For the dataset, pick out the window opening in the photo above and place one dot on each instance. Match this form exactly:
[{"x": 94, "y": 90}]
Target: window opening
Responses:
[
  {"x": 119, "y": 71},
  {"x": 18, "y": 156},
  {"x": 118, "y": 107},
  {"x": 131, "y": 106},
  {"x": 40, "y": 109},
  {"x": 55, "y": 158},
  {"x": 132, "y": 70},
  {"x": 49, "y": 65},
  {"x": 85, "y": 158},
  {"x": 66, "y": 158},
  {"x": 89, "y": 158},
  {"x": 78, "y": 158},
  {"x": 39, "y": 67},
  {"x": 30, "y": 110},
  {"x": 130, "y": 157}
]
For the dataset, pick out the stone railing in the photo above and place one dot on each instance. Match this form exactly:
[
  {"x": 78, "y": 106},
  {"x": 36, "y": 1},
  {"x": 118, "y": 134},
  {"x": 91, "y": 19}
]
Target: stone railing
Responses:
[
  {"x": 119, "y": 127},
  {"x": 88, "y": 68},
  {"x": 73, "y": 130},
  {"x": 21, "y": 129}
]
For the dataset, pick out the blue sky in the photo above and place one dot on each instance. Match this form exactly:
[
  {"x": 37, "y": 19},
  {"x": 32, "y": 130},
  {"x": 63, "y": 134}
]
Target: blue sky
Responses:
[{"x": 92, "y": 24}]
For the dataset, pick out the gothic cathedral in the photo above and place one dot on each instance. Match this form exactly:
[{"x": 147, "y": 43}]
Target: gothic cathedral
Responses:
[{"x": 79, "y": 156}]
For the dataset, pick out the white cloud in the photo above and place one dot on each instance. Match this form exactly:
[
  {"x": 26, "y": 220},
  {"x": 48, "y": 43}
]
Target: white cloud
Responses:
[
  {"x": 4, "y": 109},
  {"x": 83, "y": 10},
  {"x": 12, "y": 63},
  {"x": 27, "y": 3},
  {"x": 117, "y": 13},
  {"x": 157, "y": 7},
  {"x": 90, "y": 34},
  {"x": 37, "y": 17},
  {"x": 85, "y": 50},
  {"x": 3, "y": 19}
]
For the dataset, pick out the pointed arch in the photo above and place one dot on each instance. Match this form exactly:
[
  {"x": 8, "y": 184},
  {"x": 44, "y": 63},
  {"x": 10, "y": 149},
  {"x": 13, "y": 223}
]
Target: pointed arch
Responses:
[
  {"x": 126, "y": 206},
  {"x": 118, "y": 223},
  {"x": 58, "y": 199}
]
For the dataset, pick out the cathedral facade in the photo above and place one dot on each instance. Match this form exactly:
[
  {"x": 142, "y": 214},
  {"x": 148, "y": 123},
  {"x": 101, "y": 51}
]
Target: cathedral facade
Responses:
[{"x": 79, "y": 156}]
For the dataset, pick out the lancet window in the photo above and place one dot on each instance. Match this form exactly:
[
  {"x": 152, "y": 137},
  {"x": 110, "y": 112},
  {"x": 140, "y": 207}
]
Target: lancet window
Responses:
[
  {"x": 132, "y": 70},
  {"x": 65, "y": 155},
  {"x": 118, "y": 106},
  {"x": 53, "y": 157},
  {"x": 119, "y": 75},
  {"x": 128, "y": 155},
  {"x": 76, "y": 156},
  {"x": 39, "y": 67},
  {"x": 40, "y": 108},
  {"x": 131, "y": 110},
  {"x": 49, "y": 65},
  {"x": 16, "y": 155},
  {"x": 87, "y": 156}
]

---*---

SET TASK:
Make an exact copy of the listing, including every line.

SOLUTION:
For the dataset, pick out the window opening in the photo above and place one dot on each instance. Match this form exactly:
[{"x": 94, "y": 90}]
Target: window opening
Responses:
[
  {"x": 119, "y": 71},
  {"x": 18, "y": 156},
  {"x": 118, "y": 107},
  {"x": 131, "y": 106},
  {"x": 40, "y": 109},
  {"x": 55, "y": 158},
  {"x": 132, "y": 70},
  {"x": 49, "y": 65},
  {"x": 85, "y": 158},
  {"x": 66, "y": 158},
  {"x": 89, "y": 158},
  {"x": 78, "y": 158},
  {"x": 39, "y": 67},
  {"x": 30, "y": 110},
  {"x": 130, "y": 157}
]
For the dataset, pick out the stone railing in the photo above and place one dot on each instance. Match this form exactly:
[
  {"x": 78, "y": 106},
  {"x": 36, "y": 1},
  {"x": 118, "y": 134},
  {"x": 91, "y": 19}
]
Target: stone railing
Responses:
[
  {"x": 119, "y": 127},
  {"x": 88, "y": 68},
  {"x": 73, "y": 130},
  {"x": 21, "y": 129}
]
For the dataset, pick out the blue sky in the photo above and place one dot on each instance. Match this form exactly:
[
  {"x": 37, "y": 19},
  {"x": 32, "y": 130},
  {"x": 63, "y": 134}
]
Target: blue sky
Responses:
[{"x": 92, "y": 24}]
For the dataset, pick out the gothic cathedral in the photo above and place one dot on each instance. Match this form exactly:
[{"x": 147, "y": 43}]
Target: gothic cathedral
Responses:
[{"x": 79, "y": 156}]
For the dataset, pick out the white cloud in the photo above and place one dot on each instance. Match this form exactly:
[
  {"x": 26, "y": 220},
  {"x": 48, "y": 43}
]
Target: white cloud
Responses:
[
  {"x": 4, "y": 109},
  {"x": 83, "y": 10},
  {"x": 12, "y": 63},
  {"x": 27, "y": 3},
  {"x": 117, "y": 13},
  {"x": 157, "y": 7},
  {"x": 90, "y": 34},
  {"x": 37, "y": 17},
  {"x": 85, "y": 50},
  {"x": 3, "y": 19}
]
For the dataset, pick out the pointed arch in the photo above and place one dot on each instance. Match this form exactly:
[
  {"x": 8, "y": 184},
  {"x": 44, "y": 63},
  {"x": 10, "y": 149},
  {"x": 13, "y": 223}
]
Target: pointed arch
Responses:
[
  {"x": 126, "y": 206},
  {"x": 118, "y": 223},
  {"x": 58, "y": 199}
]
For the dataset, pick out the cathedral facade in the photo above and place one dot on each instance. Match this form exactly:
[
  {"x": 142, "y": 214},
  {"x": 148, "y": 123},
  {"x": 101, "y": 51}
]
Target: cathedral facade
Responses:
[{"x": 79, "y": 156}]
For the dataset, pick out the lancet window in the photo above and place one dot on each instance. Match this form exactly:
[
  {"x": 152, "y": 137},
  {"x": 110, "y": 112},
  {"x": 140, "y": 207}
]
Target: lancet window
Responses:
[
  {"x": 132, "y": 70},
  {"x": 65, "y": 155},
  {"x": 118, "y": 106},
  {"x": 53, "y": 157},
  {"x": 119, "y": 75},
  {"x": 128, "y": 155},
  {"x": 76, "y": 156},
  {"x": 39, "y": 67},
  {"x": 40, "y": 108},
  {"x": 131, "y": 110},
  {"x": 49, "y": 65},
  {"x": 16, "y": 155},
  {"x": 87, "y": 156}
]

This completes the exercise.